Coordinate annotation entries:
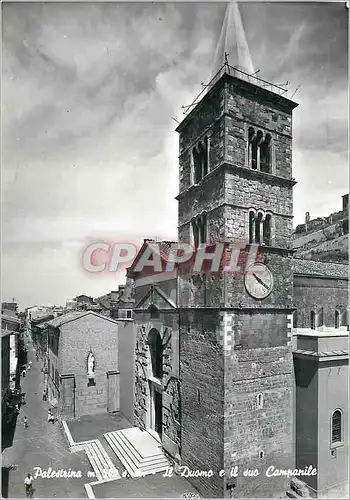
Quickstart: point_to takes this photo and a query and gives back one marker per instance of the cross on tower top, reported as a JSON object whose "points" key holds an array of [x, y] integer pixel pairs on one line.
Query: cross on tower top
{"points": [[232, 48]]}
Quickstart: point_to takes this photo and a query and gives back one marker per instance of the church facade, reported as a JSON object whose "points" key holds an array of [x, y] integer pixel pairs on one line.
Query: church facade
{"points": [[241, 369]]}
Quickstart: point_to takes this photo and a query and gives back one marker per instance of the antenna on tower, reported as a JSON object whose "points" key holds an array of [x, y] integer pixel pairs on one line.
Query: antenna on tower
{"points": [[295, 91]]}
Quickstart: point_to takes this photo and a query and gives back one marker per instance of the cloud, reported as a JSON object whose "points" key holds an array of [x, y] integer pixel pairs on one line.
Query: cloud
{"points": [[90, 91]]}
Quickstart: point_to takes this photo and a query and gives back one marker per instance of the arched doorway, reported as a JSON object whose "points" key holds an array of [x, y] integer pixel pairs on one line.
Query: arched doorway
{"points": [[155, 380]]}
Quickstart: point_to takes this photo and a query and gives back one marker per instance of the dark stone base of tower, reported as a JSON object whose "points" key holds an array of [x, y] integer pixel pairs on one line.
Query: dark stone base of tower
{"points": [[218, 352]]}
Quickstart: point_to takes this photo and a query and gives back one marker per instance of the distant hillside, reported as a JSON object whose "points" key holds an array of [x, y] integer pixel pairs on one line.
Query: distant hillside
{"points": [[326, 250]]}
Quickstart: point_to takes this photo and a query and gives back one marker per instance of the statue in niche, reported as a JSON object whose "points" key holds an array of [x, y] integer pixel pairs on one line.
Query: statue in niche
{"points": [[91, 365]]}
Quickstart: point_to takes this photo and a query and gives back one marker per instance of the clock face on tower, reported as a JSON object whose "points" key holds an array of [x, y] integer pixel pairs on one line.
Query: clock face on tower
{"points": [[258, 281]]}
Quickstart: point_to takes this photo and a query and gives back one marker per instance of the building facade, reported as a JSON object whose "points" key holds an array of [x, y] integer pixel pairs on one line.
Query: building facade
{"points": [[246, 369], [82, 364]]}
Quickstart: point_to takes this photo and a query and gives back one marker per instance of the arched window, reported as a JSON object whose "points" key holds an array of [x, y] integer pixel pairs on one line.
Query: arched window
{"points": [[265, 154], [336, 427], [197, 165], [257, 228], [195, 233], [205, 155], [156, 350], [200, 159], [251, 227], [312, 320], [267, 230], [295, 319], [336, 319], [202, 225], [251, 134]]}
---
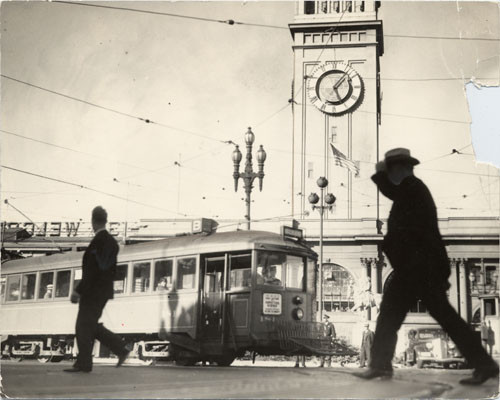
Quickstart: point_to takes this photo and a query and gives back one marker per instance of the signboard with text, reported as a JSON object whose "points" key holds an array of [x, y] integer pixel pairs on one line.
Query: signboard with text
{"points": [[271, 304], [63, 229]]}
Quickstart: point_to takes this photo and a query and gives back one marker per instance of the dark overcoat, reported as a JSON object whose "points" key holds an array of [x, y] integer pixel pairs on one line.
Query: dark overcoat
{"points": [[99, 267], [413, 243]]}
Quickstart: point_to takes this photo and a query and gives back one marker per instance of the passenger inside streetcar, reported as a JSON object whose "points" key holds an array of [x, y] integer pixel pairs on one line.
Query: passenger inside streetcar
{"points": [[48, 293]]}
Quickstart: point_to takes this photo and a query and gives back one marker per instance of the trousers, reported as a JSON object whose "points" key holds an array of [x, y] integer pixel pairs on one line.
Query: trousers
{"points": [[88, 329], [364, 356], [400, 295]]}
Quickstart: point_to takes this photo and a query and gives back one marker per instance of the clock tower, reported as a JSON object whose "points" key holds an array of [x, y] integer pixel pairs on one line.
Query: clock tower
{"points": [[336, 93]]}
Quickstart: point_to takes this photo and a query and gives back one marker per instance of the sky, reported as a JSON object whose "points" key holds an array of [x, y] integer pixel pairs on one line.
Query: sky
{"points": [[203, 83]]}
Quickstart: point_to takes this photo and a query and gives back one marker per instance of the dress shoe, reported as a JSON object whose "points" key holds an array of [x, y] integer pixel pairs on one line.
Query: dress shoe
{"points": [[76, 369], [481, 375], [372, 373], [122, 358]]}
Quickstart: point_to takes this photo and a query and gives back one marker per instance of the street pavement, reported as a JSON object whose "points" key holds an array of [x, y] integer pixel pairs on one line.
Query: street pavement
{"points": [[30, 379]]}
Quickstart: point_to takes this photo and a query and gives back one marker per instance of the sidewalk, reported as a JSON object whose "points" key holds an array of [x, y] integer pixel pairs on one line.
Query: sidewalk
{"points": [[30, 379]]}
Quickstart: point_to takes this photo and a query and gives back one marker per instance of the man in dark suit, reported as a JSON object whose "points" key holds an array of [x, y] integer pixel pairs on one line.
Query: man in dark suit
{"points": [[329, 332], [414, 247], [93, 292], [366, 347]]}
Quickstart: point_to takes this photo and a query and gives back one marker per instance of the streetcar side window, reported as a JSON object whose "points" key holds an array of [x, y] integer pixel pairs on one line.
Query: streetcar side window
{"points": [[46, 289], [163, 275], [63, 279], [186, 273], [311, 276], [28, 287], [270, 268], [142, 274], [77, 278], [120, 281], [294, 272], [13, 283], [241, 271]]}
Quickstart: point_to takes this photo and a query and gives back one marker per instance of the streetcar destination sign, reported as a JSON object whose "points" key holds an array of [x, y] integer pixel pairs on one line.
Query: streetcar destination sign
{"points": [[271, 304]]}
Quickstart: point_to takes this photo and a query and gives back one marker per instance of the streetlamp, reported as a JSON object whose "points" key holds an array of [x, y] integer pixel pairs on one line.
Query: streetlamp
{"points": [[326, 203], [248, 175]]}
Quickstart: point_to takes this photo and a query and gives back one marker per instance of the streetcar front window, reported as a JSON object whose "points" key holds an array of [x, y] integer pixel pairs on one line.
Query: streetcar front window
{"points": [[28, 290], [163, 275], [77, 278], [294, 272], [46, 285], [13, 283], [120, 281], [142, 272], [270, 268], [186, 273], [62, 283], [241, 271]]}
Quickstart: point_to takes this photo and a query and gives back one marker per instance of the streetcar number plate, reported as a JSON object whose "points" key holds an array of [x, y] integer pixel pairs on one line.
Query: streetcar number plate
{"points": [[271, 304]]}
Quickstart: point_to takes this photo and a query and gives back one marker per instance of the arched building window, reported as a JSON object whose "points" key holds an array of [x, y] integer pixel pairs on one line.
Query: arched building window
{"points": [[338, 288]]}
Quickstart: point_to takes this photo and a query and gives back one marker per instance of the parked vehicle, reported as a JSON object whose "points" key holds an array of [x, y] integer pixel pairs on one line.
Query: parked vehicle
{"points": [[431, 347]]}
==
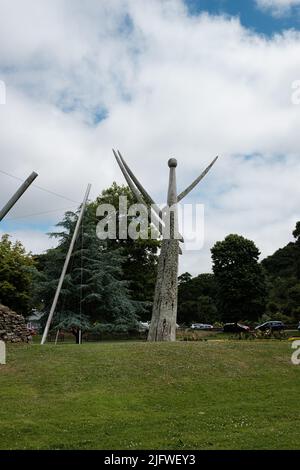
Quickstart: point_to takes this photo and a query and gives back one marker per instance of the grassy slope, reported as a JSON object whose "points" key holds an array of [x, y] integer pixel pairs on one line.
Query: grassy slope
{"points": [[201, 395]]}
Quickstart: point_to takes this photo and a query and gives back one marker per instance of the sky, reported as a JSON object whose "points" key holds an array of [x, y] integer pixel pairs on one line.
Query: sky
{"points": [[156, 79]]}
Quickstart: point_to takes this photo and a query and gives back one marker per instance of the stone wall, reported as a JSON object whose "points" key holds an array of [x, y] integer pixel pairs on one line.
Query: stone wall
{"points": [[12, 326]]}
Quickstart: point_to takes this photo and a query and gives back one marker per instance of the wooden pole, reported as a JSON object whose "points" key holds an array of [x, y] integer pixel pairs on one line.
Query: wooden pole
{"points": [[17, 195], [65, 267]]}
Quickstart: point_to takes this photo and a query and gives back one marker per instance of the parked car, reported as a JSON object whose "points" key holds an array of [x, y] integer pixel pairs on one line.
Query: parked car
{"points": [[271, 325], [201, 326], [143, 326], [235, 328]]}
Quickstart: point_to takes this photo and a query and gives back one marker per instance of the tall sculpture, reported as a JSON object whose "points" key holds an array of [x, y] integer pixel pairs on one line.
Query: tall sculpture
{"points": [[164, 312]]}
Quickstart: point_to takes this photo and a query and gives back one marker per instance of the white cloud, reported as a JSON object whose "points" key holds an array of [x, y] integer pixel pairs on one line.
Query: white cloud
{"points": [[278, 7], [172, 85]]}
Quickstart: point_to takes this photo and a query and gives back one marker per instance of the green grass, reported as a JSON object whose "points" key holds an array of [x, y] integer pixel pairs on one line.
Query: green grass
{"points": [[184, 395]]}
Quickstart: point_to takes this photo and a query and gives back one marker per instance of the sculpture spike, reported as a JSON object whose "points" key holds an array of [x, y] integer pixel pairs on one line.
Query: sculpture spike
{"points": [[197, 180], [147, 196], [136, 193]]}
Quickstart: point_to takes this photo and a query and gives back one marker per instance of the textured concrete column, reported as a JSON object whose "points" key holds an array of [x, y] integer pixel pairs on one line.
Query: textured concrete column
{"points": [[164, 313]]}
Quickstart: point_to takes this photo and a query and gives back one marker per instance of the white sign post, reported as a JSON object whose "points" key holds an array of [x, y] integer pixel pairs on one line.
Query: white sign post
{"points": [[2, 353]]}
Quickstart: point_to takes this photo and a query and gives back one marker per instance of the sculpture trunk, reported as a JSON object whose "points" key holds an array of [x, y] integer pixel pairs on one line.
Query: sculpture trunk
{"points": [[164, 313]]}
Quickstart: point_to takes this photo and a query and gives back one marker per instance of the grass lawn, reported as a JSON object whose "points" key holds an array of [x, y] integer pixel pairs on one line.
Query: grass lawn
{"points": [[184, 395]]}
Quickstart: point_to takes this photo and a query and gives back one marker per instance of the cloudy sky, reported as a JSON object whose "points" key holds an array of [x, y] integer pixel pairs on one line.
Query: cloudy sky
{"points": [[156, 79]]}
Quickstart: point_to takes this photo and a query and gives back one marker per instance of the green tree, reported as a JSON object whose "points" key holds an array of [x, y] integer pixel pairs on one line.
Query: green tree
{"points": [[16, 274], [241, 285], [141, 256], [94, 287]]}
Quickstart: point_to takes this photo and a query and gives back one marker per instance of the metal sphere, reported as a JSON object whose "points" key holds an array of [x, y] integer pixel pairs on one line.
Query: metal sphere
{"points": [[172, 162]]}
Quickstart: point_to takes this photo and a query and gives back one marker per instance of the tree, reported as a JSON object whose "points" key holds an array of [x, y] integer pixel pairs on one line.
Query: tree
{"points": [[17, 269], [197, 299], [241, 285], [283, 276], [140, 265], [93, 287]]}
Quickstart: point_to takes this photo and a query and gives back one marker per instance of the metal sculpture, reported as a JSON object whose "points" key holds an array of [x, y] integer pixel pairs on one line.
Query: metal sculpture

=== Exercise requirements ===
Please pick out every line in the items above that contains the word "stone", and copy each of those lines in full.

=== The response ===
Quickstart: point_to takes this photo and a query and gives back one marker per instance of the dark stone base of tower, reported as a JSON object whose "points" key holds an array of [x, y] integer pixel pairs on one line.
Query: dark stone base of tower
Quickstart: point_to takes this photo and a query and gives back one marker per instance of the stone wall, reported as a JSON object whose "points" key holds an array of [x, y] integer pixel pairs on one line.
Query: stone wall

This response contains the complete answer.